---------- Source document

It is just over a week since a seismic general election.
Pundits have been queuing up to talk about politics, parties and power. But what about people?
Who exactly are our MPs - new and old? Where are they from? What have they done with their lives before being elected? Where did they go to school? Or university?
These people represent us. But do they reflect us? How typical are the men and women we elected of the Scottish population as a whole?
Well, not very.
The Herald on Sunday - as after previous elections - has taken a deep dive in to the backgrounds of Scottish MPs.
Even their faces tell a story of how different they are to the population at large. Only 20 of the 57 are women, that is about 35%, in a country which is 51% female.
Just one MP is from a visible ethnic minority, that is 1.7% of the 2025 intake north of the border. But four per cent of Scots are not white.
But the biographies of MPs reveal a group of people who are - and there is no way to sugar-coat this - way, way, way more educated than average.
They are also far more likely to have gone to private school - we saw a sharp rise in ex-pupils of fee-paying secondaries in the 2024 intake for Westminster.
And our analysis show two out of three of all MPs, news and old, were political professionals, people who had already done paid work in politics before they were elected.
Still more had a history in relevant and related fields, like public affairs and public policy, trade unions, the civil service or the third sector.
Very few had much experience in business. Only one MP, Glasgow North East’s Maureen Burke who used to work in a tie factory, appears to have spent a meaningful spell in a traditional working-class occupation.
And that was more than a quarter of a century ago. The Labour stalwart and local councillor went to college at 40 and pursued a career in politics.
Paul Cairney is a professor of politics at Stirling University who has been studying the backgrounds of politicians for years.
He said: “Most of these results reinforce the new normal for elected representative background.
“Gone are the stark historic divides between the posh Tory landowners who went to private school and Oxbridge and working-class Labour MPs from comprehensives.
“The new normal is to expect most MPs to be well-educated middle-class people with jobs in or around politics and with good connections to party recruitment.
“Some of those connections may be made in private school (far more MPs go there compared to the general population) or university (almost all MPs have graduated), but most seem to come from jobs that represent stepping stones into elected politics.”
School
So where did our MPs go to school? Well, mostly to comprehensives. Of the 54 MPs who have agreed to reveal their secondary education, 12 attended fee-paying institutions.
That means at least one in five of Scotland’s representatives at Westminster are privately educated, compared with just over four per cent of children.

--------------------
---------- Entries provided

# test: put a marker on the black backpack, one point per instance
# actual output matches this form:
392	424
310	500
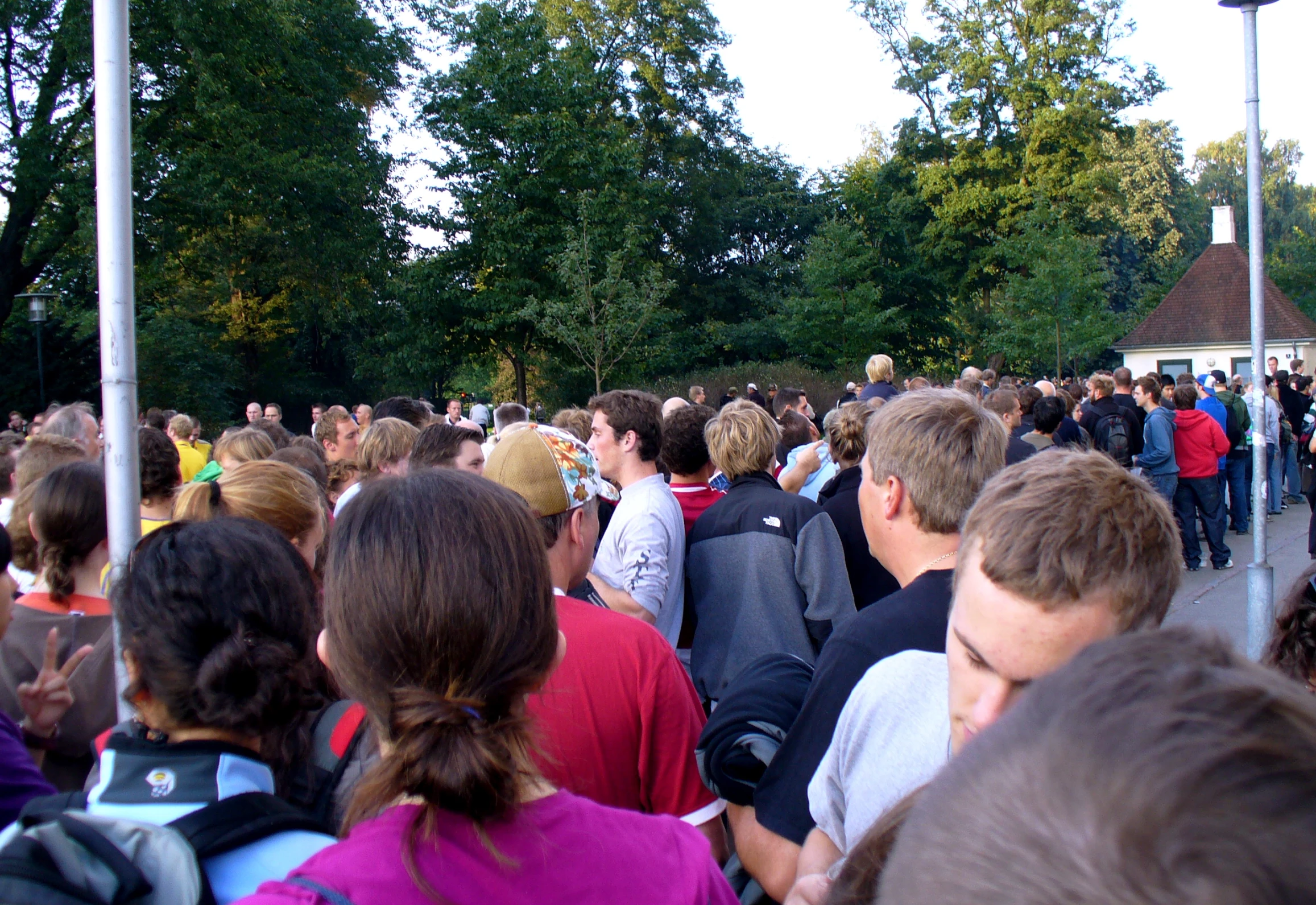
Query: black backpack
1111	436
108	861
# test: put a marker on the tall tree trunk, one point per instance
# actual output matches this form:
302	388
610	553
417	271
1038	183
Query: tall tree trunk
519	367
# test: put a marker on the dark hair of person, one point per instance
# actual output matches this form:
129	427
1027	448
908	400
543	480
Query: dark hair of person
438	444
1185	396
440	625
631	410
1151	386
69	516
1028	398
309	445
411	411
684	448
221	620
786	396
1293	646
299	457
1154	767
861	874
795	431
160	473
1048	414
277	433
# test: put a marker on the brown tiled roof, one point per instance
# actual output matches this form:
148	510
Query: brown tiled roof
1211	305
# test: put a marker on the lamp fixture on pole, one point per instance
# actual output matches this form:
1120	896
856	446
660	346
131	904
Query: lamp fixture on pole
37	312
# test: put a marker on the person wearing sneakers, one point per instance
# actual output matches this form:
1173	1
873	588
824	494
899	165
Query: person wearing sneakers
1198	445
619	718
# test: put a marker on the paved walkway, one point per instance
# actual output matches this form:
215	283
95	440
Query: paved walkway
1219	600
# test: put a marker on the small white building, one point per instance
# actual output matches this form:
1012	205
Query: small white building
1205	323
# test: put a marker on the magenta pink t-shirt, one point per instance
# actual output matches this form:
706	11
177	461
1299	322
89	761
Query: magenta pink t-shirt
561	849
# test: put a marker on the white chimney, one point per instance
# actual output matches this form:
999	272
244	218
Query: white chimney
1222	226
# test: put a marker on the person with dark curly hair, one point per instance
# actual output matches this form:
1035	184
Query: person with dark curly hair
219	629
160	477
685	453
1293	646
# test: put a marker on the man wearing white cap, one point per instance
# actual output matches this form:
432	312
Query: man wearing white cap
619	717
755	396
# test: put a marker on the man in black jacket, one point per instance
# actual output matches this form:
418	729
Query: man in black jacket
1110	424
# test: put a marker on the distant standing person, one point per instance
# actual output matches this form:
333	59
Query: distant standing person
363	415
640	565
879	369
453	414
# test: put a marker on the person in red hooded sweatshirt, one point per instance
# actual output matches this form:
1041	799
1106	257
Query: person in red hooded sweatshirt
1198	445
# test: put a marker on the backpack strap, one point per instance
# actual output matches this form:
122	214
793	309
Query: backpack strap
334	733
330	896
44	808
238	821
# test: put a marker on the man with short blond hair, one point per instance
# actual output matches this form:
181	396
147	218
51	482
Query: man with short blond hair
338	435
928	457
1033	587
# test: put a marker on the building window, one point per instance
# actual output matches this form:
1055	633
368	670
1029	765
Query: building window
1174	366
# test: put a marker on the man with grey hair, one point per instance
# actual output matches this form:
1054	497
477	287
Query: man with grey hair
77	423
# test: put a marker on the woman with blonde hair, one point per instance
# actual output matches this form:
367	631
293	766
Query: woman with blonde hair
881	369
238	447
273	493
384	451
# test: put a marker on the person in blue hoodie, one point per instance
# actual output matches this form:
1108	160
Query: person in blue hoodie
1157	457
219	624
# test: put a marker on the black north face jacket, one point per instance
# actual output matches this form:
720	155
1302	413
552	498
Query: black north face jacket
766	573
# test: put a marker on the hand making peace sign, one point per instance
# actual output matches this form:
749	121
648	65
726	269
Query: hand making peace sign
47	700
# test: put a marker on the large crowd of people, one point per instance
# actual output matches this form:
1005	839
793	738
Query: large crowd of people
904	650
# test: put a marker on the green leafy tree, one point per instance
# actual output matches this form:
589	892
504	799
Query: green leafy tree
527	125
1056	297
1016	98
601	315
841	319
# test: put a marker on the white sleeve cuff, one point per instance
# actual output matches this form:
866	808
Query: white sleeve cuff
706	813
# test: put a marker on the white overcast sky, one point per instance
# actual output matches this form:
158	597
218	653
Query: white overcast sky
815	78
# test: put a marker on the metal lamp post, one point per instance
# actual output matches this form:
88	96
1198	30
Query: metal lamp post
1261	578
37	313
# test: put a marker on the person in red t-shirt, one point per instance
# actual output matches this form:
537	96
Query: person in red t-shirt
618	721
686	457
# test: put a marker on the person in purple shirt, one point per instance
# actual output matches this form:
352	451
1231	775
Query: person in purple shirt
45	701
441	625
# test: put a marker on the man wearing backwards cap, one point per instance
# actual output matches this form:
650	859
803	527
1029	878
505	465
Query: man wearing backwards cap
619	718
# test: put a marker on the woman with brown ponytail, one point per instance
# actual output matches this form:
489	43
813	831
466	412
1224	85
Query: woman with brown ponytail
271	493
68	604
441	624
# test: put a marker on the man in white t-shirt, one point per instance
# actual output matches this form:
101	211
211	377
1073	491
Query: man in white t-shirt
640	566
1041	575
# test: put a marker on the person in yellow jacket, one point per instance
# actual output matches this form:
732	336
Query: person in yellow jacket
189	460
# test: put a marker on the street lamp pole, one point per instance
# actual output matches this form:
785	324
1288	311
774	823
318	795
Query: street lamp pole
1261	577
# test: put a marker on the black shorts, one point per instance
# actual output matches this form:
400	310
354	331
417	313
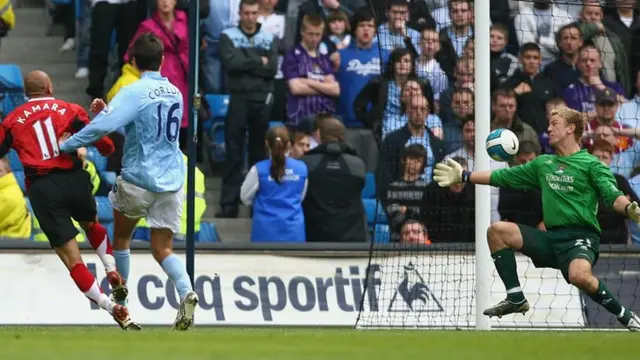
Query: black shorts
58	197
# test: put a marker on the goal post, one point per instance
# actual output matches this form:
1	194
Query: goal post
448	283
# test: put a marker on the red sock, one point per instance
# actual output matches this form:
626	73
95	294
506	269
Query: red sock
99	239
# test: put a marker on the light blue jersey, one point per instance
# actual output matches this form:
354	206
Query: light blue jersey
150	110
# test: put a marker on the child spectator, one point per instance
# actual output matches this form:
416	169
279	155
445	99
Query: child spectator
404	196
427	66
339	29
276	187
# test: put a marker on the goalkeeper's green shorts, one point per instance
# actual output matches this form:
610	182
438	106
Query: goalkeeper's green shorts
556	248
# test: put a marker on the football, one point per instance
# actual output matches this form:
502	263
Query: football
502	145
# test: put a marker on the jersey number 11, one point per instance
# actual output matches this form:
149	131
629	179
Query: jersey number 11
42	141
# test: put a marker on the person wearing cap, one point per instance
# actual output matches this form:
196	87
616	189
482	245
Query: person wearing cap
606	106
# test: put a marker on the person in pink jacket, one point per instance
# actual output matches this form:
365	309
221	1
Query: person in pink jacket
170	26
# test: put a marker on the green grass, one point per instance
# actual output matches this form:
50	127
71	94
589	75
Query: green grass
100	343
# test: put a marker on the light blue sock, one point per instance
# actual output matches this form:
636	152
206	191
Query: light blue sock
123	263
174	267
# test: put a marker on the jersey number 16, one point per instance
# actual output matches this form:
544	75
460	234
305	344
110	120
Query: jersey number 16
173	122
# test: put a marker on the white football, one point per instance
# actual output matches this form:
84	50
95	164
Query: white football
502	145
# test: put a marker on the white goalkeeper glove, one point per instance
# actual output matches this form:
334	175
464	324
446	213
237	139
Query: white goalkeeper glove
448	173
633	212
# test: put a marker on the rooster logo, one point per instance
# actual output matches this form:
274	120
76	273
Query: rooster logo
416	295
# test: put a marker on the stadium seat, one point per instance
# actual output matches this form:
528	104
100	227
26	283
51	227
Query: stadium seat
20	179
105	211
14	161
382	235
369	191
98	160
11	88
207	233
109	177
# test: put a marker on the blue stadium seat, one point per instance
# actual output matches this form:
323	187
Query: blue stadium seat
207	233
219	105
105	211
109	177
381	234
98	160
14	161
20	178
11	88
369	191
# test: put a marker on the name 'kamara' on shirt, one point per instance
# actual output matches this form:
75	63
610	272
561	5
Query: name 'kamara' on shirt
570	185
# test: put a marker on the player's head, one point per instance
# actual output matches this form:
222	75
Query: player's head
413	160
331	130
278	144
565	127
147	52
603	150
37	84
527	151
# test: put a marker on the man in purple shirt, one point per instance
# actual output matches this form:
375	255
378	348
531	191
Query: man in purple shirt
580	95
313	88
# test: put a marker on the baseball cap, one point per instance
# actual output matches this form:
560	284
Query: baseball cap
606	95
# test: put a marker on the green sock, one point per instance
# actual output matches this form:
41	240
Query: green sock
505	262
610	302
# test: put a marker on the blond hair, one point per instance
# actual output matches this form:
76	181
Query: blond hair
572	117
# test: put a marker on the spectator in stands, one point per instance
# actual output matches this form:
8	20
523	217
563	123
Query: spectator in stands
15	219
222	15
522	206
395	33
310	75
300	144
339	29
503	106
606	103
413	232
171	27
275	23
333	206
107	16
503	64
456	35
614	58
538	22
360	62
414	132
551	105
533	89
250	57
614	226
404	196
378	105
580	95
449	213
427	66
276	188
564	71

--------------------

§ Required task
Translate this sentence from the article on Scottish MPs' backgrounds into Spanish: "Of the 54 MPs who have agreed to reveal their secondary education, 12 attended fee-paying institutions."

§ Exercise solution
De los 54 diputados que han aceptado revelar su educación secundaria, 12 asistieron a centros de pago.